■ **Consigne**
Recopiez intégralement l'extrait du texte, sans en modifier un seul mot.

D’ailleurs, j’aimerais bien leur demander, moi, à nos 77 nostalgiques des eighties, pourquoi cette idée est la seule des « 110 propositions » à être ainsi déstockée. Car il en existe d’autres, qui pourraient être mises en œuvre. La proposition n°32, par exemple, ravirait les titulaires de petits revenus : « les taux de TVA seront ramenés au taux zéro pour les produits de première nécessité ». Et pourquoi pas la n°16, qui permettrait une relance de notre économie : « un programme de grands travaux publics, de construction de logement sociaux et d’équipements collectifs (crèches, restaurants scolaires, maisons de l’enfance) sera engagé ». Au bout du compte, « l’argument Mitterrand », c’est un peu comme l’argument « cohésion de la majorité » : il est massue… mais seulement les jours impairs.
Autre argument qui déchire, niveau pertinence : les étrangers résidant en France se fendent d’une « égale participation à l’impôt, qui reflète plus que tout leur appartenance à la République ». Français non imposables, tenez-vous le pour dit ! Votre « appartenance à la République » n’est plus très assurée. Vos droits civiques non plus.
Lecteurs, ne riez pas. Sauf si c’est la seule alternative pour éviter de chialer. Décortiquons plutôt ce curieux syllogisme. Selon les signataires de l’appel, il serait intolérable que des étrangers qui payent des taxes sur notre sol soient exclus de la participation à la vie collective. Allons bon ! Nous voilà donc passés du très politique « un homme, une voix » – qui concernait les seuls citoyens – au très économique « tu payes, tu votes ». Ça faisait longtemps qu’on n’avait plus lu plaidoyer plus émouvant en faveur du suffrage censitaire. C’est désormais chose faite.

■ **Données extraites**

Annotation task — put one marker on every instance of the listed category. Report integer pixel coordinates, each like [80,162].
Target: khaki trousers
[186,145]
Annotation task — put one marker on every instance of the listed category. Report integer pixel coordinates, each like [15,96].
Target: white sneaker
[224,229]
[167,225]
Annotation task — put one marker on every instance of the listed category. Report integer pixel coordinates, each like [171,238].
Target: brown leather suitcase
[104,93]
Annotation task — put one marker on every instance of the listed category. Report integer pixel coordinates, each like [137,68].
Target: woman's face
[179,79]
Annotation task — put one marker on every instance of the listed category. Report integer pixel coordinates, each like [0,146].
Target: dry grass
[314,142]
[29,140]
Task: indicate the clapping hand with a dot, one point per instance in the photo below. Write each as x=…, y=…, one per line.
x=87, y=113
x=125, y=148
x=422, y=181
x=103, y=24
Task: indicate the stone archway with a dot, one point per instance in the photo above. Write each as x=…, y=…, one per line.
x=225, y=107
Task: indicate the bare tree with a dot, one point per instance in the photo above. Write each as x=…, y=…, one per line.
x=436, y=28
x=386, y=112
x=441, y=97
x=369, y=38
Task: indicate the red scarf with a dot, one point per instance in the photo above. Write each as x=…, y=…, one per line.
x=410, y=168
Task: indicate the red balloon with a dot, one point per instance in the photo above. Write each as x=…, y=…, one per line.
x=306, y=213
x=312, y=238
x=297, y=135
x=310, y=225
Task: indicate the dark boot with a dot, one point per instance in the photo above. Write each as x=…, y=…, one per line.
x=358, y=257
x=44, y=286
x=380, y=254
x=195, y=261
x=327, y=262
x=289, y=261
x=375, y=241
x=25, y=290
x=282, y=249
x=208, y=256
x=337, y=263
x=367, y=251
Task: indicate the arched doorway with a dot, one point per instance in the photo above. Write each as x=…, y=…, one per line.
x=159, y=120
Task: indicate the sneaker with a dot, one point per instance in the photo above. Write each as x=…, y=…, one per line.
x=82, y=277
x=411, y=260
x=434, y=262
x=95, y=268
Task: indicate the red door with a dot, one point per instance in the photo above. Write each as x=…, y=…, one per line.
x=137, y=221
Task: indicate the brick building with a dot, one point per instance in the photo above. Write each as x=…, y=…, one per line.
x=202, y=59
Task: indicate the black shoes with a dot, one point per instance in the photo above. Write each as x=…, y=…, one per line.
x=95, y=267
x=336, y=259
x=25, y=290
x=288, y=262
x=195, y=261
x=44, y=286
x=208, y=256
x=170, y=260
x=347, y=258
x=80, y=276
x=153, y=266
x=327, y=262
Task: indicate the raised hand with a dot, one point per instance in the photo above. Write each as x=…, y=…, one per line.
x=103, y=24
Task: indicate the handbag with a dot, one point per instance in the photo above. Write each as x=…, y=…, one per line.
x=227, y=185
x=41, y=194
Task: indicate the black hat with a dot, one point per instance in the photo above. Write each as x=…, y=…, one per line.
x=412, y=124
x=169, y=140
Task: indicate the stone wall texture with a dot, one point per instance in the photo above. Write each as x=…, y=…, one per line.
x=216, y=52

■ **Solution**
D’ailleurs, j’aimerais bien leur demander, moi, à nos 77 nostalgiques des eighties, pourquoi cette idée est la seule des « 110 propositions » à être ainsi déstockée. Car il en existe d’autres, qui pourraient être mises en œuvre. La proposition n°32, par exemple, ravirait les titulaires de petits revenus : « les taux de TVA seront ramenés au taux zéro pour les produits de première nécessité ». Et pourquoi pas la n°16, qui permettrait une relance de notre économie : « un programme de grands travaux publics, de construction de logement sociaux et d’équipements collectifs (crèches, restaurants scolaires, maisons de l’enfance) sera engagé ». Au bout du compte, « l’argument Mitterrand », c’est un peu comme l’argument « cohésion de la majorité » : il est massue… mais seulement les jours impairs.
Autre argument qui déchire, niveau pertinence : les étrangers résidant en France se fendent d’une « égale participation à l’impôt, qui reflète plus que tout leur appartenance à la République ». Français non imposables, tenez-vous le pour dit ! Votre « appartenance à la République » n’est plus très assurée. Vos droits civiques non plus.
Lecteurs, ne riez pas. Sauf si c’est la seule alternative pour éviter de chialer. Décortiquons plutôt ce curieux syllogisme. Selon les signataires de l’appel, il serait intolérable que des étrangers qui payent des taxes sur notre sol soient exclus de la participation à la vie collective. Allons bon ! Nous voilà donc passés du très politique « un homme, une voix » – qui concernait les seuls citoyens – au très économique « tu payes, tu votes ». Ça faisait longtemps qu’on n’avait plus lu plaidoyer plus émouvant en faveur du suffrage censitaire. C’est désormais chose faite.